*GOAL:* Can you put each line of the entries below into a Markdown table with the columns Line No. and Text, numbering the rows and dropping any blank lines? Leave the pictures out.

:: THE INPUT ::

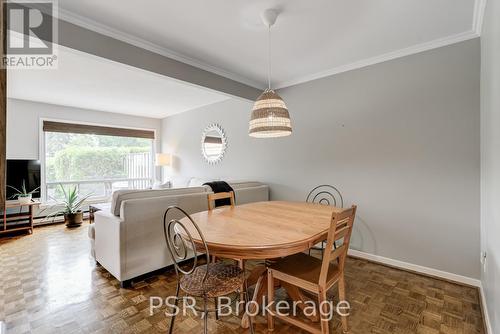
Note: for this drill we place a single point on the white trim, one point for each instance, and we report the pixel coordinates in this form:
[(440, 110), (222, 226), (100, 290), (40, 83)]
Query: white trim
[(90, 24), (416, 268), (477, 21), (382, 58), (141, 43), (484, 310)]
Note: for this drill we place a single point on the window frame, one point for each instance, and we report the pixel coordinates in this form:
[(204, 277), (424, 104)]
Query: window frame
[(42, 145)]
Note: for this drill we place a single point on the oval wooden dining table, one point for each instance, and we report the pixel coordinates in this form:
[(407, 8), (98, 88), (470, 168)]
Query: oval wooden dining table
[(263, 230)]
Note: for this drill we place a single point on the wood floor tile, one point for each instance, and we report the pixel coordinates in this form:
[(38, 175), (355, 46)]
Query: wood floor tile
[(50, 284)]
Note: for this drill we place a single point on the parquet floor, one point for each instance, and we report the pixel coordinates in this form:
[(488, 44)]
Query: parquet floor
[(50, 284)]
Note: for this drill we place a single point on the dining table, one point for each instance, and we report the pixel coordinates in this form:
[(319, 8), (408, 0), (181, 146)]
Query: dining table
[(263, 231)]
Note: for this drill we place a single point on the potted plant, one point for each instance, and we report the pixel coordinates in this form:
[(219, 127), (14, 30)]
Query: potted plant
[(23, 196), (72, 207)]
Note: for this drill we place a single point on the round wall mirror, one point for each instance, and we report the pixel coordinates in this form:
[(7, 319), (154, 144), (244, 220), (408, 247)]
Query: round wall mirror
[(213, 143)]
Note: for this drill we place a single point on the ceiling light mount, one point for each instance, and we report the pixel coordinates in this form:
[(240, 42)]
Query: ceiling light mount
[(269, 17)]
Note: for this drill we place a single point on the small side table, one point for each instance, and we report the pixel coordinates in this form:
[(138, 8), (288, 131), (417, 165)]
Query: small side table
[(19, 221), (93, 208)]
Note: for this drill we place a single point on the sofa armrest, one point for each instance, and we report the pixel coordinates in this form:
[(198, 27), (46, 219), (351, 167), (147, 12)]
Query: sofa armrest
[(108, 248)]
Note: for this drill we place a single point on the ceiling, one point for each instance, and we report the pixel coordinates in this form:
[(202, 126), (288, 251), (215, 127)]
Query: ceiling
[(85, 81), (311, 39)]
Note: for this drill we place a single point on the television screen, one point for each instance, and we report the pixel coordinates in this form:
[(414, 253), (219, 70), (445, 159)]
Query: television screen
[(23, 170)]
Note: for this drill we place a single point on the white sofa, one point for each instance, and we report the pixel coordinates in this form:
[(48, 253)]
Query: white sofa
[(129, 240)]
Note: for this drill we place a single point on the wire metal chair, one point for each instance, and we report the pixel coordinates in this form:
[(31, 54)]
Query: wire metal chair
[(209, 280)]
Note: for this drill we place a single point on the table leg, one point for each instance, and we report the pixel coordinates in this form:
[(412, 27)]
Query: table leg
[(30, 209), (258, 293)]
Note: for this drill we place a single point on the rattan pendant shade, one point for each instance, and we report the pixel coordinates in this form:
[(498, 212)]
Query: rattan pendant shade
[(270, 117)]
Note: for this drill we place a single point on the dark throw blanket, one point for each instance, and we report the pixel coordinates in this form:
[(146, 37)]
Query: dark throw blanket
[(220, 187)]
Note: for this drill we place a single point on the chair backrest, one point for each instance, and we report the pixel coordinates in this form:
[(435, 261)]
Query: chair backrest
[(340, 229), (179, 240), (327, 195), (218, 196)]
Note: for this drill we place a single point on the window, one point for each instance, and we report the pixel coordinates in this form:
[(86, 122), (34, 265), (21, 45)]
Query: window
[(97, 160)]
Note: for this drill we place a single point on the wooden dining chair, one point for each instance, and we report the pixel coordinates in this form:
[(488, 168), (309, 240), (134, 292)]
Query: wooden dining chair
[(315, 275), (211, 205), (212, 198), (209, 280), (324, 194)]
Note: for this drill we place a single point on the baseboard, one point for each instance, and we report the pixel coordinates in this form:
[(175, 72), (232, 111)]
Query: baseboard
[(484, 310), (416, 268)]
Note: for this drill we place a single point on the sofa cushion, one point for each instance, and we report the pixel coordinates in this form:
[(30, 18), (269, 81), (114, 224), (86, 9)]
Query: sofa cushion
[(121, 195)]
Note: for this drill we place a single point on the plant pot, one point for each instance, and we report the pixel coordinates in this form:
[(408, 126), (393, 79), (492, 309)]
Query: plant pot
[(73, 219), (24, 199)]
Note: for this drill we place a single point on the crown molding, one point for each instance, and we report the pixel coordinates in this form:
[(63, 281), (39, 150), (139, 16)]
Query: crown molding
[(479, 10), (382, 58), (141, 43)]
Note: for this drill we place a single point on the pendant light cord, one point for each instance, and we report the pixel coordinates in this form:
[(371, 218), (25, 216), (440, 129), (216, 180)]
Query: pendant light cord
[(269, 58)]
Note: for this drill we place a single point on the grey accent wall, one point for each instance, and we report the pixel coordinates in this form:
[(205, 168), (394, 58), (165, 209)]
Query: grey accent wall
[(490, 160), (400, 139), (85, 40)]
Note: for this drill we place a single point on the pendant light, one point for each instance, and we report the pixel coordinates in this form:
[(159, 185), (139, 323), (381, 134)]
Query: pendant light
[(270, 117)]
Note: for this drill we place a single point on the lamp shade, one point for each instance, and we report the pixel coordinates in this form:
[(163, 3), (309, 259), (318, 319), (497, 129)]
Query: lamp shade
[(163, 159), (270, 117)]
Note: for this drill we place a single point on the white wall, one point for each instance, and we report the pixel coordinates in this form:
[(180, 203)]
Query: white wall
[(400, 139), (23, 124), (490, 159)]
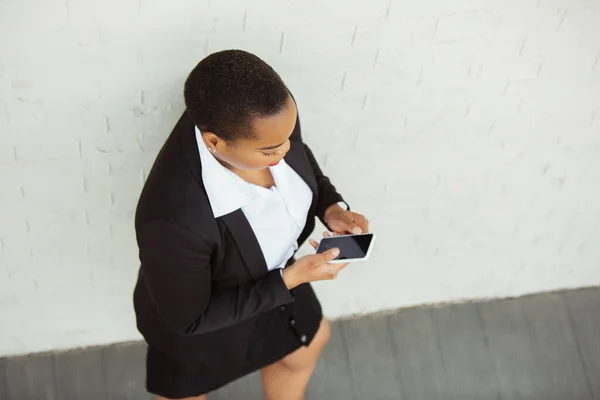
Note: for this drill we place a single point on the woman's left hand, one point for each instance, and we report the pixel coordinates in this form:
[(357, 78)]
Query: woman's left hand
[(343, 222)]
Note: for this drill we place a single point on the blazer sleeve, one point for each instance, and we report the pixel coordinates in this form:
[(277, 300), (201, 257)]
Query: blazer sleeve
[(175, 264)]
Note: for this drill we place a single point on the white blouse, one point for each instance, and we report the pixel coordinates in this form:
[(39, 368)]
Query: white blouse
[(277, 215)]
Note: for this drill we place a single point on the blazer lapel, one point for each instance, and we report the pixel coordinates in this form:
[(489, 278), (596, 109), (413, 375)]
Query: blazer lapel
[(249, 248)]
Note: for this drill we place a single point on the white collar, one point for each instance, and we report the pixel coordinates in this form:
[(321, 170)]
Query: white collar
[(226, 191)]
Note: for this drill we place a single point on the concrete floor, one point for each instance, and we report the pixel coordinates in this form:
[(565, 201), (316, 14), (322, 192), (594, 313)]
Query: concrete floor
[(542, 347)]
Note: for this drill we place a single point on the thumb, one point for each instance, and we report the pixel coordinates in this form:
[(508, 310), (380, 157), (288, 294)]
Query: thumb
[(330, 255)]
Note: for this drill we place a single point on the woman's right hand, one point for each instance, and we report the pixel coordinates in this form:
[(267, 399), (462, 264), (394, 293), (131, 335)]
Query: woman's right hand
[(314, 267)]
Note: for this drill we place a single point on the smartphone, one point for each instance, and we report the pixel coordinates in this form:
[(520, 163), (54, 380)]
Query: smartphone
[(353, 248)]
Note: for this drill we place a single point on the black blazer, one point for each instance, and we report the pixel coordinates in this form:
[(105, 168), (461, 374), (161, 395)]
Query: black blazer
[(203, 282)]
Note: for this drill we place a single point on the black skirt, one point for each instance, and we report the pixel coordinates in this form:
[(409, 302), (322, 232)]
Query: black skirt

:::

*RIGHT ANSWER:*
| Line No. | Text |
|---|---|
| 1 | Note: for this drill we place a single point on the white trim, one point for each instance, and we report the pixel coordinates in this form: |
| 2 | [(440, 110), (222, 226), (100, 290), (40, 83)] |
| 3 | Query: white trim |
| 4 | [(90, 24), (416, 268), (477, 21), (382, 58), (141, 43), (484, 310)] |
| 5 | Note: for this drill we place a single point on the window frame, one point for each instance, and we report the pixel coordinates in this form: |
| 6 | [(204, 277), (424, 104)] |
| 7 | Query: window frame |
| 8 | [(42, 145)] |
| 9 | Note: for this drill we place a single point on the oval wooden dining table, one point for each instance, and we report the pixel coordinates in this form: |
| 10 | [(407, 8), (98, 88), (470, 168)] |
| 11 | Query: oval wooden dining table |
| 12 | [(263, 230)] |
| 13 | Note: for this drill we place a single point on the wood floor tile, one point for each instance, and we report the pixel coordinates in this form: |
| 14 | [(38, 175), (355, 46)] |
| 15 | Query: wood floor tile |
| 16 | [(50, 284)] |
| 17 | Note: for this drill we place a single point on the parquet floor, one point for each instance, and we report the pixel coordinates in this form: |
| 18 | [(488, 44)] |
| 19 | Query: parquet floor |
| 20 | [(50, 284)] |
| 21 | Note: for this drill we place a single point on the dining table, one point for each instance, and we report the pixel coordinates in this form: |
| 22 | [(319, 8), (408, 0), (181, 146)] |
| 23 | Query: dining table |
| 24 | [(263, 231)] |
| 25 | Note: for this drill we place a single point on the potted plant, one point for each instance, and we report the pixel coordinates in this form: |
| 26 | [(219, 127), (14, 30)] |
| 27 | Query: potted plant |
| 28 | [(23, 196), (72, 207)] |
| 29 | Note: for this drill we place a single point on the round wall mirror, one point for each instance, and we report the pixel coordinates in this form: |
| 30 | [(7, 319), (154, 144), (244, 220), (408, 247)] |
| 31 | Query: round wall mirror |
| 32 | [(213, 143)] |
| 33 | Note: for this drill we place a single point on the ceiling light mount, one point for each instance, and we report the pixel coordinates in this form: |
| 34 | [(240, 42)] |
| 35 | Query: ceiling light mount |
| 36 | [(269, 17)] |
| 37 | Note: for this drill we place a single point on the small side table, one point for each instance, and we report the pixel coordinates in this form: |
| 38 | [(138, 8), (288, 131), (417, 165)] |
| 39 | Query: small side table |
| 40 | [(19, 221), (93, 208)] |
| 41 | Note: for this drill we place a single point on the sofa armrest, one point for each instance, and we report the pixel coordinates in this form: |
| 42 | [(198, 27), (46, 219), (351, 167), (147, 12)] |
| 43 | Query: sofa armrest |
| 44 | [(108, 248)] |
| 45 | Note: for this drill we place a single point on the ceiling, one point for each instance, and we report the pixel coordinates in this form: |
| 46 | [(202, 126), (288, 251), (215, 127)] |
| 47 | Query: ceiling |
| 48 | [(85, 81), (311, 39)] |
| 49 | Note: for this drill we place a single point on the television screen, one point for each instance, and we report the pixel coordinates in this form: |
| 50 | [(414, 253), (219, 70), (445, 159)] |
| 51 | Query: television screen |
| 52 | [(23, 170)] |
| 53 | Note: for this drill we place a single point on the white sofa, one point for each instance, and we report the pixel coordinates in this form: |
| 54 | [(48, 253)] |
| 55 | Query: white sofa |
| 56 | [(129, 240)] |
| 57 | Note: for this drill we place a single point on the wire metal chair, one point for each instance, and we report the pixel coordinates in this form: |
| 58 | [(31, 54)] |
| 59 | Query: wire metal chair |
| 60 | [(209, 280)] |
| 61 | Note: for this drill we place a single point on the table leg, one point for each instance, and we report the pixel coordinates in this form: |
| 62 | [(412, 27)] |
| 63 | Query: table leg |
| 64 | [(30, 209), (258, 293)] |
| 65 | Note: for this drill we place a single point on the rattan pendant shade, one point for each instance, and we report the pixel coordinates in this form: |
| 66 | [(498, 212)] |
| 67 | Query: rattan pendant shade |
| 68 | [(270, 117)] |
| 69 | Note: for this drill we place a single point on the dark throw blanket, one point for each instance, and we report the pixel coordinates in this form: |
| 70 | [(146, 37)] |
| 71 | Query: dark throw blanket |
| 72 | [(220, 187)] |
| 73 | Note: for this drill we place a single point on the chair backrest, one point for each instance, and we report the pixel coordinates in this form: |
| 74 | [(435, 261)] |
| 75 | Query: chair backrest |
| 76 | [(340, 229), (179, 240), (327, 195), (218, 196)] |
| 77 | Note: for this drill we place a single point on the window, one point for each instance, and we report the pixel coordinates in this form: |
| 78 | [(86, 122), (34, 265), (21, 45)] |
| 79 | Query: window |
| 80 | [(97, 160)] |
| 81 | Note: for this drill we place a single point on the wooden dining chair, one point for each instance, and we report the pixel coordinates in this form: |
| 82 | [(488, 168), (309, 240), (134, 292)] |
| 83 | Query: wooden dining chair |
| 84 | [(315, 275), (211, 205), (212, 198), (209, 280), (324, 194)] |
| 85 | Note: for this drill we place a single point on the baseboard, one point for each instance, and we report the pixel coordinates in this form: |
| 86 | [(175, 72), (232, 111)] |
| 87 | Query: baseboard |
| 88 | [(484, 310), (416, 268)] |
| 89 | Note: for this drill we place a single point on the sofa cushion, one point for each instance, and we report the pixel coordinates in this form: |
| 90 | [(30, 18), (269, 81), (114, 224), (86, 9)] |
| 91 | Query: sofa cushion |
| 92 | [(121, 195)] |
| 93 | Note: for this drill we place a single point on the plant pot, one point for each instance, and we report the pixel coordinates in this form: |
| 94 | [(408, 126), (393, 79), (492, 309)] |
| 95 | Query: plant pot |
| 96 | [(73, 219), (24, 199)] |
| 97 | Note: for this drill we place a single point on the crown molding, one point for each instance, and we report the pixel coordinates in this form: |
| 98 | [(63, 281), (39, 150), (139, 16)] |
| 99 | Query: crown molding |
| 100 | [(479, 10), (382, 58), (141, 43)] |
| 101 | Note: for this drill we place a single point on the pendant light cord, one point for each instance, and we report the pixel coordinates in this form: |
| 102 | [(371, 218), (25, 216), (440, 129), (216, 180)] |
| 103 | Query: pendant light cord |
| 104 | [(269, 58)] |
| 105 | Note: for this drill we place a single point on the grey accent wall, one point for each instance, and we report the pixel coordinates in this form: |
| 106 | [(205, 168), (394, 58), (165, 209)] |
| 107 | Query: grey accent wall |
| 108 | [(490, 160), (400, 139), (85, 40)] |
| 109 | Note: for this drill we place a single point on the pendant light, one point for each instance, and we report the pixel coordinates in this form: |
| 110 | [(159, 185), (139, 323), (381, 134)] |
| 111 | Query: pendant light |
| 112 | [(270, 117)] |
| 113 | Note: for this drill we place a single point on the lamp shade, one point for each instance, and we report the pixel coordinates in this form: |
| 114 | [(163, 3), (309, 259), (318, 319), (497, 129)] |
| 115 | Query: lamp shade |
| 116 | [(163, 159), (270, 117)] |
| 117 | Note: for this drill we place a single point on the white wall, one point for each instance, and we report the pixel coordinates in this form: |
| 118 | [(180, 203)] |
| 119 | Query: white wall |
| 120 | [(400, 139), (23, 124), (490, 159)] |
| 121 | Note: for this drill we place a single point on the woman's left hand, one point for each instance, and we report the pixel coordinates in this form: |
| 122 | [(357, 78)] |
| 123 | Query: woman's left hand |
| 124 | [(343, 222)] |
| 125 | Note: for this drill we place a single point on the blazer sleeve, one point for each instance, and we report the pixel coordinates in this form: |
| 126 | [(277, 300), (201, 257)] |
| 127 | Query: blazer sleeve |
| 128 | [(175, 264)] |
| 129 | Note: for this drill we place a single point on the white blouse, one point for each instance, and we report the pixel coordinates in this form: |
| 130 | [(39, 368)] |
| 131 | Query: white blouse |
| 132 | [(277, 215)] |
| 133 | Note: for this drill we place a single point on the blazer lapel, one point for each instance, and we report the pixel coordinates in this form: |
| 134 | [(489, 278), (596, 109), (413, 375)] |
| 135 | Query: blazer lapel |
| 136 | [(249, 248)] |
| 137 | Note: for this drill we place a single point on the white collar, one point for each instance, and we report the pixel coordinates in this form: |
| 138 | [(321, 170)] |
| 139 | Query: white collar |
| 140 | [(226, 191)] |
| 141 | Note: for this drill we place a single point on the concrete floor, one point for each instance, and we report the pixel coordinates in this form: |
| 142 | [(565, 201), (316, 14), (322, 192), (594, 313)] |
| 143 | Query: concrete floor |
| 144 | [(542, 347)] |
| 145 | Note: for this drill we place a single point on the thumb, one point for each instance, and we report the pixel coordinates in this form: |
| 146 | [(508, 310), (380, 157), (288, 294)] |
| 147 | Query: thumb |
| 148 | [(330, 255)] |
| 149 | Note: for this drill we place a single point on the woman's right hand, one point for each instance, and we report the pixel coordinates in this form: |
| 150 | [(267, 399), (462, 264), (394, 293), (131, 335)] |
| 151 | Query: woman's right hand |
| 152 | [(314, 267)] |
| 153 | Note: for this drill we place a single point on the smartphone, one point for each instance, and we report the pixel coordinates in this form: |
| 154 | [(520, 163), (54, 380)] |
| 155 | Query: smartphone |
| 156 | [(353, 248)] |
| 157 | Note: for this drill we place a single point on the black blazer, one point for each instance, and we report the pixel coordinates in this form: |
| 158 | [(105, 168), (461, 374), (161, 395)] |
| 159 | Query: black blazer |
| 160 | [(203, 282)] |
| 161 | Note: for this drill we place a single point on the black skirt, one point for each instance, and we report the pixel coordinates in this form: |
| 162 | [(409, 302), (322, 232)] |
| 163 | Query: black skirt |